** Opening Data to use block **

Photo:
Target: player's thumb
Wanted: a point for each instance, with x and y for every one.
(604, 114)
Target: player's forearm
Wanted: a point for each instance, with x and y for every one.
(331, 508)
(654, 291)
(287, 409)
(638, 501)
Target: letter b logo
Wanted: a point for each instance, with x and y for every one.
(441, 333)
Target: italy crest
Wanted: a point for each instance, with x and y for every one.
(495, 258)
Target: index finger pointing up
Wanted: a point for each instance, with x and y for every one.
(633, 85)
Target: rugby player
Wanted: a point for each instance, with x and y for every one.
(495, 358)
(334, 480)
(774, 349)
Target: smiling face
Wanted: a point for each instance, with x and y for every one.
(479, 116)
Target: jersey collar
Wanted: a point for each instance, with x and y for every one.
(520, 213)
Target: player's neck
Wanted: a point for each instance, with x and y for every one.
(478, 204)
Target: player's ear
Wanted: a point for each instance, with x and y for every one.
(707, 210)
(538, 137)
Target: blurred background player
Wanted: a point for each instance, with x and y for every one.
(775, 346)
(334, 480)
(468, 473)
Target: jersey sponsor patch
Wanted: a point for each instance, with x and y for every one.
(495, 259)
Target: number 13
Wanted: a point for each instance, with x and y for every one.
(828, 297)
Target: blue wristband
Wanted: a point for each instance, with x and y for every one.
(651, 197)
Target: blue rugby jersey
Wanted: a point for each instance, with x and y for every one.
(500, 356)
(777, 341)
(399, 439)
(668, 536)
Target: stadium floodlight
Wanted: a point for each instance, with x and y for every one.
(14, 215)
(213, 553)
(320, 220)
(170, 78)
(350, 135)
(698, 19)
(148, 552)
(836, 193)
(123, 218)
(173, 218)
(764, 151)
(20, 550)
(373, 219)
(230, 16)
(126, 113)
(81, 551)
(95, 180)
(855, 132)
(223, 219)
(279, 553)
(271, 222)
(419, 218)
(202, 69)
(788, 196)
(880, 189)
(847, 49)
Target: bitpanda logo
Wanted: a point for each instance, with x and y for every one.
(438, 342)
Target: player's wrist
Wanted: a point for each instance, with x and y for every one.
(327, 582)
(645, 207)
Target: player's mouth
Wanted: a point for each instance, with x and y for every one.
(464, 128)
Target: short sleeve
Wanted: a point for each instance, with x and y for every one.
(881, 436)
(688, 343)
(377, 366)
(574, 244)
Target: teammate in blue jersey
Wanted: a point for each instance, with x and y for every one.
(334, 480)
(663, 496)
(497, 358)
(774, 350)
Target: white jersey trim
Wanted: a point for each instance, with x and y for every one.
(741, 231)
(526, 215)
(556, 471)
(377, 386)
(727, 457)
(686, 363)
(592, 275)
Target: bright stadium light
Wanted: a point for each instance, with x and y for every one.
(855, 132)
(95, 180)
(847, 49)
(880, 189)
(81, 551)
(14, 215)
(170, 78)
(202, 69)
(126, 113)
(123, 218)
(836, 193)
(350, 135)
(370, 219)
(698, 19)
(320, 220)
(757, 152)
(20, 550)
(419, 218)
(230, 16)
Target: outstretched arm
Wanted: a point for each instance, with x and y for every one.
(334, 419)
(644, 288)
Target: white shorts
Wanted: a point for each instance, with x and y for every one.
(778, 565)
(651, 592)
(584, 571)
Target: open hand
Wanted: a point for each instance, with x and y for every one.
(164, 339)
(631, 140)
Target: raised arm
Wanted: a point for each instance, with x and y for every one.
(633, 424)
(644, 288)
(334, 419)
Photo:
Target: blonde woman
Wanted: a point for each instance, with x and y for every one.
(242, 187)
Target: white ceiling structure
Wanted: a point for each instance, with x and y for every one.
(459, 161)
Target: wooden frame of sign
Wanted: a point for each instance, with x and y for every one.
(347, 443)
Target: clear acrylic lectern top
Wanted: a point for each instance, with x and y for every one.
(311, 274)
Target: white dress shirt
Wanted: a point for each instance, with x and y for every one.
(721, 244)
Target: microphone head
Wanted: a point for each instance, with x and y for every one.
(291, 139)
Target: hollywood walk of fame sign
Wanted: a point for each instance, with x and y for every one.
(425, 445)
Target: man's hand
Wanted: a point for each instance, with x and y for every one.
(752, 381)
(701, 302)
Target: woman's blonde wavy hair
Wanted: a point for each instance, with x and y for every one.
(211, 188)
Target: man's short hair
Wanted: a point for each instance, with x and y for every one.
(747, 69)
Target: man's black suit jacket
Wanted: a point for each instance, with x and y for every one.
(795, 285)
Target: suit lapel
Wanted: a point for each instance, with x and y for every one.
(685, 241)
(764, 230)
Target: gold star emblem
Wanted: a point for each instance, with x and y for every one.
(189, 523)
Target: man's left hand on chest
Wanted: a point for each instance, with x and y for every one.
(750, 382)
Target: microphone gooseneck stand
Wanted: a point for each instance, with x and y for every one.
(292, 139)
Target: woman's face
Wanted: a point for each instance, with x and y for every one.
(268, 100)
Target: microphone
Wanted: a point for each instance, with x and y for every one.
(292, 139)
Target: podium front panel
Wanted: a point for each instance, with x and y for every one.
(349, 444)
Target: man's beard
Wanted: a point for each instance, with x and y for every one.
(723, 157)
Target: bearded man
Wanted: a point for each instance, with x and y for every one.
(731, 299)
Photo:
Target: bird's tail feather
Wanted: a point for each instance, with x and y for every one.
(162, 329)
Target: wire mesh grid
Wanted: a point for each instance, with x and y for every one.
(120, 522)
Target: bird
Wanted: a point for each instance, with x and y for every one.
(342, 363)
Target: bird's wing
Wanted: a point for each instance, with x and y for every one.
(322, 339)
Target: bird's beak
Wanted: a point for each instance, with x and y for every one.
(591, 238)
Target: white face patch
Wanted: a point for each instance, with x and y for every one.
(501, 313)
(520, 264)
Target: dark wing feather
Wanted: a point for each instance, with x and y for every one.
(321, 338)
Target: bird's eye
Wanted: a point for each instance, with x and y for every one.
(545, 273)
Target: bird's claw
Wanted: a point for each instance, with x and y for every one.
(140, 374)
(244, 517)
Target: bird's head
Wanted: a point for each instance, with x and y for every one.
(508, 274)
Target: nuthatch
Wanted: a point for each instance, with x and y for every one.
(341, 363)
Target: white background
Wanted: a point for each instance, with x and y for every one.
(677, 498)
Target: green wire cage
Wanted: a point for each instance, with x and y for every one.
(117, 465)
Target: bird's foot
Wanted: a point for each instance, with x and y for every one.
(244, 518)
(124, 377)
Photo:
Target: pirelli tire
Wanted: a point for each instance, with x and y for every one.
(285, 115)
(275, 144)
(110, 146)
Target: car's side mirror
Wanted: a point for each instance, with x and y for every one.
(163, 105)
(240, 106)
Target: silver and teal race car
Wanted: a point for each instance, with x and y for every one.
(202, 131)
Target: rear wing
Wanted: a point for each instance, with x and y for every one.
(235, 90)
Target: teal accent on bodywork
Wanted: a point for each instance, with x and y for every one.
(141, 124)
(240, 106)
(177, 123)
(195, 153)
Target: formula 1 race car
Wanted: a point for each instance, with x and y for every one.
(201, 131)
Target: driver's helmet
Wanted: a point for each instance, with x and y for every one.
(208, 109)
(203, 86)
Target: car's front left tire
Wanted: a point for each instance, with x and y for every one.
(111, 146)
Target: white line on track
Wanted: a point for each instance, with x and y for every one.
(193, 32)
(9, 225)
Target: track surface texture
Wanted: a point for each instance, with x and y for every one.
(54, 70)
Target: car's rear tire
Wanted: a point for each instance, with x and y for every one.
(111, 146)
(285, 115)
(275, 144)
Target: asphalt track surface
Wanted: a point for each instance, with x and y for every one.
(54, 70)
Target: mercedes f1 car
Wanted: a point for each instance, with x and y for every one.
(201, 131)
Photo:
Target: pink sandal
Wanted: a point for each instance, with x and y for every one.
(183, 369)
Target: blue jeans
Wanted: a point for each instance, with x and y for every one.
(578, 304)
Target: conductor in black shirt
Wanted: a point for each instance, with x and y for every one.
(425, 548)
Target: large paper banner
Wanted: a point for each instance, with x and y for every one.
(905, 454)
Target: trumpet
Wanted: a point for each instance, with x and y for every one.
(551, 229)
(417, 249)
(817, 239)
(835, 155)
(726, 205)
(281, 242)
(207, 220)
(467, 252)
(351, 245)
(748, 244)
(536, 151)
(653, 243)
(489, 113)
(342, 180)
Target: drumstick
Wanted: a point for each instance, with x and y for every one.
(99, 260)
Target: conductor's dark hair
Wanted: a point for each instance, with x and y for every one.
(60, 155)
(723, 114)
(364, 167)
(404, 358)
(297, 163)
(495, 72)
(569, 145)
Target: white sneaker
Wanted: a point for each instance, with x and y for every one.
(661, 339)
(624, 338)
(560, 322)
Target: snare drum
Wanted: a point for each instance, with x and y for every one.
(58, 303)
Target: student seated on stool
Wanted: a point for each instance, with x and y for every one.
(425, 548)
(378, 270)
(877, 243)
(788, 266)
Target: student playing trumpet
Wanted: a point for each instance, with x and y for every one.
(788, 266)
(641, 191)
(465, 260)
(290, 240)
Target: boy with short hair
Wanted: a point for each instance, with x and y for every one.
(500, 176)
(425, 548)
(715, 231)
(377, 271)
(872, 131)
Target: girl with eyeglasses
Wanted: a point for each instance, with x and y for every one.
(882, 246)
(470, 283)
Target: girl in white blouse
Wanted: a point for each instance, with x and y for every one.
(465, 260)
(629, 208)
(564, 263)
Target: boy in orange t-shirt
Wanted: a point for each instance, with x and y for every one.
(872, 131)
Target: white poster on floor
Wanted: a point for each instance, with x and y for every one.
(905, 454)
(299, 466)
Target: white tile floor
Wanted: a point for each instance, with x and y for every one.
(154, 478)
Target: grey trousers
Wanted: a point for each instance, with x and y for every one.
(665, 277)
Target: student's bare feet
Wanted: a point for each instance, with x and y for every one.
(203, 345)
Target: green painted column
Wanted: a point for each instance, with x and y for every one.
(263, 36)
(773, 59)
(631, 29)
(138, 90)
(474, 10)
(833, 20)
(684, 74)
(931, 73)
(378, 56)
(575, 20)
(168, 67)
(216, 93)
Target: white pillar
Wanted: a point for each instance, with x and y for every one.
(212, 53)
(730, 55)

** Closing Data to use block **

Restate, word for word and without additions, every line from the top of the listing above through the line that contains "Target: smiling face".

Photo:
Target: player's thumb
Wanted: a point for each instance, with x and y for every one.
(604, 114)
Target: player's forearm
Wanted: a point for each instance, with x and y for every one.
(331, 508)
(654, 291)
(287, 409)
(638, 501)
Target: letter b logo
Wanted: a point for each instance, with x and y for every one.
(441, 333)
Target: italy crest
Wanted: a point for each instance, with x and y for every one.
(495, 258)
Target: index finger pointing up
Wanted: a point for each instance, with x and y for every one.
(633, 85)
Target: rugby player
Wanted: a point for each instance, with x and y for every one.
(495, 358)
(334, 480)
(774, 349)
Target: smiling face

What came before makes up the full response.